* **PROBLEM TO SOLVE**
Retype the records that come next, word for word.

───

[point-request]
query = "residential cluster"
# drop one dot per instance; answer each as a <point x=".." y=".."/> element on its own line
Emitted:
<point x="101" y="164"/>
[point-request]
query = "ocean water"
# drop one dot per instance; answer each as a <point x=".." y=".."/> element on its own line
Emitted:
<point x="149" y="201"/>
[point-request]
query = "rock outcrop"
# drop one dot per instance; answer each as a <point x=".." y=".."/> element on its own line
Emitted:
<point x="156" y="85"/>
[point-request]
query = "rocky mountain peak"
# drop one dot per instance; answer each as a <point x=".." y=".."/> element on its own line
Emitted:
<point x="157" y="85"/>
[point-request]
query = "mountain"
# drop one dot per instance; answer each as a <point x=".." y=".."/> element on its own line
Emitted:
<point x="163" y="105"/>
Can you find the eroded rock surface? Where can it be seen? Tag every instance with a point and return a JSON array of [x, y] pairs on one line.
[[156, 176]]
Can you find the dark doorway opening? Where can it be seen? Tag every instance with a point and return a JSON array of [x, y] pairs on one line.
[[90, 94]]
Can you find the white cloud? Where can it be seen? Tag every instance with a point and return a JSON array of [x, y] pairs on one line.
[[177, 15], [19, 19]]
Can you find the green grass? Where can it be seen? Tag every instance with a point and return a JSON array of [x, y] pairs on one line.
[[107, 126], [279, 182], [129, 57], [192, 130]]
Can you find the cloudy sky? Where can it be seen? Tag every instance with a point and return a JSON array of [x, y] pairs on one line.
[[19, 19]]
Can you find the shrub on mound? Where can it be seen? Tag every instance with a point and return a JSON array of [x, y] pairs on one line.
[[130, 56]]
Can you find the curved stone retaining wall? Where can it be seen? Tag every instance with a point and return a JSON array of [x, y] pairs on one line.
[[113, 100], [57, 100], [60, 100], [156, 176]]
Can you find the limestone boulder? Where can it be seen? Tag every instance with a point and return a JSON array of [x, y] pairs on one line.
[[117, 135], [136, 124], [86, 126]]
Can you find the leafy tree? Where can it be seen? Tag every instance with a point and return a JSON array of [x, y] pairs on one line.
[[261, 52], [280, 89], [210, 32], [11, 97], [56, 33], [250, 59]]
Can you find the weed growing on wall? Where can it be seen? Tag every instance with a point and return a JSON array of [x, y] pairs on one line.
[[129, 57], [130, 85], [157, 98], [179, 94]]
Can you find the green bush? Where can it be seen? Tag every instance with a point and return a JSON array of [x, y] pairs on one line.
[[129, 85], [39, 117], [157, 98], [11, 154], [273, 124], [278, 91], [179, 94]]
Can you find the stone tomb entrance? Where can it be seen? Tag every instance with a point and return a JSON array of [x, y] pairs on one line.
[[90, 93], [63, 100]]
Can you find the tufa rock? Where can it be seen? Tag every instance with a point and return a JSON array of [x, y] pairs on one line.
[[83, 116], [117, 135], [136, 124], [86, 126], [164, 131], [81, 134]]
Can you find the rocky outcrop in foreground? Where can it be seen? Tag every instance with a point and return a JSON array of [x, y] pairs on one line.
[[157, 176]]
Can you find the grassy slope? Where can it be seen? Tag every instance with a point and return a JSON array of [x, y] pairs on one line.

───

* **CORRECT RESULT**
[point-request]
query = "residential cluster"
# drop one dot per instance; answer each as a <point x=".." y=".."/> element on its own line
Emitted:
<point x="101" y="164"/>
[point-request]
query = "ocean water"
# drop one dot per instance; answer each as a <point x=".." y=".."/> element on its own line
Emitted:
<point x="149" y="201"/>
[point-request]
query = "rock outcrop"
# drop one dot per instance; answer each as a <point x=".." y=".."/> element on its own line
Emitted:
<point x="156" y="85"/>
[point-request]
query = "rocky mountain peak"
# drop one dot per instance; answer each as a <point x=".." y=".."/> element on its own line
Emitted:
<point x="157" y="85"/>
[point-request]
query = "mountain"
# drop one dot per instance; answer each as a <point x=".." y=".."/> element on its own line
Emitted:
<point x="163" y="105"/>
Can you find the eroded rock surface? Where can it be seen? Tag every instance with a point and return a JSON array of [x, y] pairs on one line.
[[156, 176]]
Can you find the dark doorway opening? Where can it be seen? Tag every instance with a point and return a JSON array of [x, y] pairs on one line.
[[90, 94]]
Can you find the white cloud? Where can it be seen? Tag every instance with a point and return a JSON array of [x, y] pairs on one line.
[[177, 15], [19, 19]]
Can you find the green grass? Where can it be seen? Tag every instance with a point and return a JSON array of [x, y] pairs on one line.
[[107, 126], [279, 182], [129, 57], [192, 130]]
Can you find the cloudy sky? Where can it be seen? Tag every instance with a point and return a JSON array of [x, y] pairs on one line.
[[19, 19]]
Can you find the shrub on mound? Where can it be seen? Tag every instance with a point and return a JSON array of [x, y] pairs on one line.
[[130, 56]]
Can you find the curved stone retaining wall? Where can it be seen? Tag every instance with a point and return a JSON array of [x, y] pairs on one line.
[[113, 100], [57, 100], [60, 100], [156, 176]]
Can you find the limestone boulder? Where can it be seen? Tag every instance with a point and return a JSON array of [x, y] pairs on one line.
[[117, 135], [136, 124], [86, 126]]
Can you find the leafy tree? Where can it be seen? Tag every instance with a point and return a JSON array of [x, y] pairs on one line.
[[261, 52], [280, 89], [210, 32], [11, 97], [56, 33], [250, 59]]
Can you find the weed growing on wall? Where can it be seen? Tag every instance with a point and return a JSON array of [x, y] pairs on one line.
[[129, 57], [130, 85], [157, 98], [179, 94]]
Can you find the green bush? Where can it be seen? Tag every instance with a point and return a JSON array of [x, y] pairs on one line.
[[129, 85], [39, 117], [157, 98], [11, 154], [273, 124], [278, 91], [179, 94]]
Can you find the stone tomb entrance? Where can it be seen? Tag every instance with a point and return a JSON array of [x, y] pairs on one line.
[[90, 93], [63, 100]]
Can you find the tufa rock? Where can it be seen? Tag every instance with a point and return a JSON array of [x, y] pairs on one line.
[[83, 116], [117, 135], [136, 124], [86, 126], [164, 131], [81, 134]]
Can you find the rocky outcrop in foreground? Where can it be seen? Tag every instance with a point and return a JSON array of [x, y] pairs on one line.
[[157, 176]]
Can you find the grassy slope? Where can it be seen? Tag every instance with a point and return a JSON array of [x, y] pairs on one line.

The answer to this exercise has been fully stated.